WHAT YOU WILL DO — Continue the passage about Ukraine's stalled reforms and the Minsk accords, starting after its last sentence.

But the Ukrainian government seems unlikely to take these reforms further. On March 27 Poroshenko signed a law requiring anticorruption activists like Kaleniuk and Dyuh to file asset and income declarations (though their income doesn’t come from Ukrainian public funds); clearly it is intended to intimidate and discredit them. Meanwhile the company that had been in charge of the financial disclosure statements for politicians and civil servants has declared that it is overwhelmed, and for now the system has ground to a screeching halt.
Hanna Hopko is one of the few genuinely pro-reform politicians who have been elected to parliament since Maidan; she is now head of its foreign affairs committee. She told me that when Donald Trump became president of the United States, his initial Putin-friendly statements led to panic in Kiev. After strong statements by UN Ambassador Nikki Haley in support of continued sanctions against Russia, and with the recent standoff between Washington and Moscow over Syria, those fears have now subsided. Still, Hopko said, uncertainty about continued US support has led her and some of her colleagues to conclude that Ukraine needs to do much more to resolve the conflict in the east, which is now entering its fourth year.
The current template for peace, the second version of the so-called Minsk accords, has not been implemented and is unpopular among Ukrainians. Though the agreement would return all of the rebel-held areas of the east, which contain some two million people, to Ukrainian sovereignty, it leaves in doubt the extent of Kiev’s control over them. Crimea would also remain in Russian hands. Poroshenko signed the accords in February 2015, when Ukraine was at a disadvantage: it was fighting for and losing Debaltsevo, a town a couple of hours’ drive northeast of the rebel stronghold of Donetsk, to Russian-backed rebel forces. Since then, Ukraine’s forces have become much stronger but a low-level war grinds on. Every week a few soldiers die as shooting and shelling continues. Occasionally, as in January of this year, there is a major flare-up of fighting.
One of the central flaws of the Minsk accords is their ambiguity. “I know that if you want to solve a conflict you have to [make a] compromise,” says Hopko, “but what kind?” If the price of peace, she said, was implementing the deal in the way Russia wanted—by giving the Russian-controlled territories in the east an effective say in determining Ukraine’s future, and especially its foreign policy—then it would be better “to remain with a frozen conflict.” On the other hand, the longer the territories remain completely cut off from Kiev, the greater the likelihood that, sooner or later, they will be annexed by Russia or develop an independent identity, which would make it very hard for them to be reintegrated into Ukraine.

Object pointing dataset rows
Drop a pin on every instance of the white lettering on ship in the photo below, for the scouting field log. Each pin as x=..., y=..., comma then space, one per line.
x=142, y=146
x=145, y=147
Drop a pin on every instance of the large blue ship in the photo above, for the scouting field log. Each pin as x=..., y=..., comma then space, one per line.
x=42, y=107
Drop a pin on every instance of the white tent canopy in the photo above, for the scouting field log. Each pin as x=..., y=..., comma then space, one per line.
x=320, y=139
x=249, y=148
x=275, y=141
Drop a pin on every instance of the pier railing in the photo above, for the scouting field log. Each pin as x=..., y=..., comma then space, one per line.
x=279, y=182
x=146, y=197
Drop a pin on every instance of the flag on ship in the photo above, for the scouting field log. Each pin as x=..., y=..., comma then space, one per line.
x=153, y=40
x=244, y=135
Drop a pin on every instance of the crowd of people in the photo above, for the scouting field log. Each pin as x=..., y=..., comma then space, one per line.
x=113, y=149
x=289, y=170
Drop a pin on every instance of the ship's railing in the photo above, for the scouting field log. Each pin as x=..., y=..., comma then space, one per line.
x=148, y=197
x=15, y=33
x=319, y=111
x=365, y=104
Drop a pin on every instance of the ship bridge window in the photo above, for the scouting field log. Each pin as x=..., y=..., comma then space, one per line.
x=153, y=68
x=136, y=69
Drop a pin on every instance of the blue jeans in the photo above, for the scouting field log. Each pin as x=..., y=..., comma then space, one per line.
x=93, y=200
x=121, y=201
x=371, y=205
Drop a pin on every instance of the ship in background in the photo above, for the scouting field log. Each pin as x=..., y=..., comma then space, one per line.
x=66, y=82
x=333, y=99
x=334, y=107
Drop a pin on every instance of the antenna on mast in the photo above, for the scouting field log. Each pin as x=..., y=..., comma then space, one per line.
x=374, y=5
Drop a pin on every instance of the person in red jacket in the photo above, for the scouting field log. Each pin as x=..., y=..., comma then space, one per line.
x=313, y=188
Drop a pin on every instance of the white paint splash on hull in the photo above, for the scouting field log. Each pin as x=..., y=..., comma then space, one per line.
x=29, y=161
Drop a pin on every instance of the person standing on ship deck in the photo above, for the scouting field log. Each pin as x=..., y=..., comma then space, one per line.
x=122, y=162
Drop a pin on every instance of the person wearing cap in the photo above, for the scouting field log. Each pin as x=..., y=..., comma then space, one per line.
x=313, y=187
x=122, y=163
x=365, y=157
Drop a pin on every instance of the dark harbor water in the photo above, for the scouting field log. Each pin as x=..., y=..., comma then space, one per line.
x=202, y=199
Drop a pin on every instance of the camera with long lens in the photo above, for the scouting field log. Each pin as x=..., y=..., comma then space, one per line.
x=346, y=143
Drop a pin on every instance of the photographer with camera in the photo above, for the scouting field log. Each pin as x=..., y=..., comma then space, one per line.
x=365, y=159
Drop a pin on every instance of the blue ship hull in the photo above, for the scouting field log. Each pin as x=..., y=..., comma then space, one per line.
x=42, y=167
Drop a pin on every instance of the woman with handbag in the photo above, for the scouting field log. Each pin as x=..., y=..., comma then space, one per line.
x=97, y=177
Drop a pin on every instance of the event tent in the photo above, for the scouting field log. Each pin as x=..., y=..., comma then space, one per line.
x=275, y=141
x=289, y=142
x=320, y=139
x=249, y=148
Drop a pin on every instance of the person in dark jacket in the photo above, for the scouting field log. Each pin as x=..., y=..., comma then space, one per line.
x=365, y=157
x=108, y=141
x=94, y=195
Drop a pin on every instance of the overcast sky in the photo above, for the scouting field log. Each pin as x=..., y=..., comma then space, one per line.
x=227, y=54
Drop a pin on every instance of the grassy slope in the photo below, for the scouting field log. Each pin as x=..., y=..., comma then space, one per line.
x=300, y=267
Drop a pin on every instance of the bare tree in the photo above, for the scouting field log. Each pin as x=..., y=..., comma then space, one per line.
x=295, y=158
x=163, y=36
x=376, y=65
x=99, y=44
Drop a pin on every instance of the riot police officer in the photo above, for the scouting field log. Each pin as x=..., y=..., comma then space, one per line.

WRITTEN ANSWER —
According to the UN, almost 10,000 people are believed to have died in the east since fighting began. There are 60,000 Ukrainian soldiers on the front, and they are now a serious force. In the past three years, they have received training and advanced equipment, like targeting systems, from several NATO countries. If it would not provoke a response from Russia, the Ukrainians could almost certainly roll back the separatists. They have learned how to fight and are better able to deal with Russia’s relentless propaganda and cyberattacks. Now military men from NATO countries are coming to Ukraine to study its counterinsurgency efforts with “great interest,” a diplomat told me.
Kiev’s trendiest place is Izolyatsia, a nonprofit cultural foundation situated in an old port building on the banks of the Dnieper River. It houses a gallery and a workspace for young entrepreneurs. But it belongs to a company that made tar pitch in Gorlovka (Horlivka in Ukrainian), a town in the east that is now under rebel control. The company used to employ seven hundred people but with business killed off by the war, only about twenty remain on the payroll. Oksana Sarzhevskaya, the exuberant thirty-five-year-old director of Izolyatsia, whose husband was murdered by separatists, gives work to the company’s former employees when she can. This was how I met Vitaly, aged thirty-six, to whom she had offered a job as a security guard at an exhibition of tapestries by Grayson Perry, the prominent cross-dressing British artist.
In this slightly surreal setting Vitaly told me that about half of Gorlovka’s population had left. Many men joined the separatist army simply because there was no work. He, his brother, and their families had moved to Ukrainian-controlled territory but they started returning to Gorlovka when there was work for them as security guards at the tar pitch factory. Now he said that many there want the town to return to Ukrainian control; he would not go back because it was a “sad place” and the only way to earn a living was in the separatist militia. I got the impression that a considerable number of people on both sides don’t really care who controls the territory, as long as the war ends and life returns to normal.
Life in occupied Crimea is different. There has been no war there but the cost of living is high and it is far from the paradise that many hoped it would be under Russian rule. The region has become heavily militarized and dissent is not allowed; pro-Ukrainian activists have been jailed. During much of last year, when Ukraine was still supplying its electricity, it suffered lengthy power cuts. Now Russia is supplying more of it. A majority of people in Crimea, where two thirds declared themselves Russian before 2014, may still favor Russian rule, but there is no sure way of knowing.
Meanwhile, the region’s indigenous people, the Crimean Tatars, who comprise about 12 percent of the population, remain strongly opposed to rule by Moscow. In 1944 Stalin deported virtually all of them to Central Asia, and it was only toward the end of Soviet rule, under the longtime advocacy of the Tatar leader Mustafa Dzhemilev, that Tatars began to return to their native land.
Now Dzhemilev is in exile again, this time in Kiev. In his modest apartment, Dzhemilev told me of the pressures the Tatars were under. The Mejlis, the Crimean Tatar representative body, has been banned. Twenty-two Tatar activists and others have disappeared, most of them early in the occupation, and only seven bodies have been found. This has had a chilling effect. The Russian police conduct frequent searches in people’s houses but, Dzhemilev said, ordinary Tatars are reluctant even to talk about these things. The shadow of 1944 hangs heavily over them: they are afraid of losing their homeland again.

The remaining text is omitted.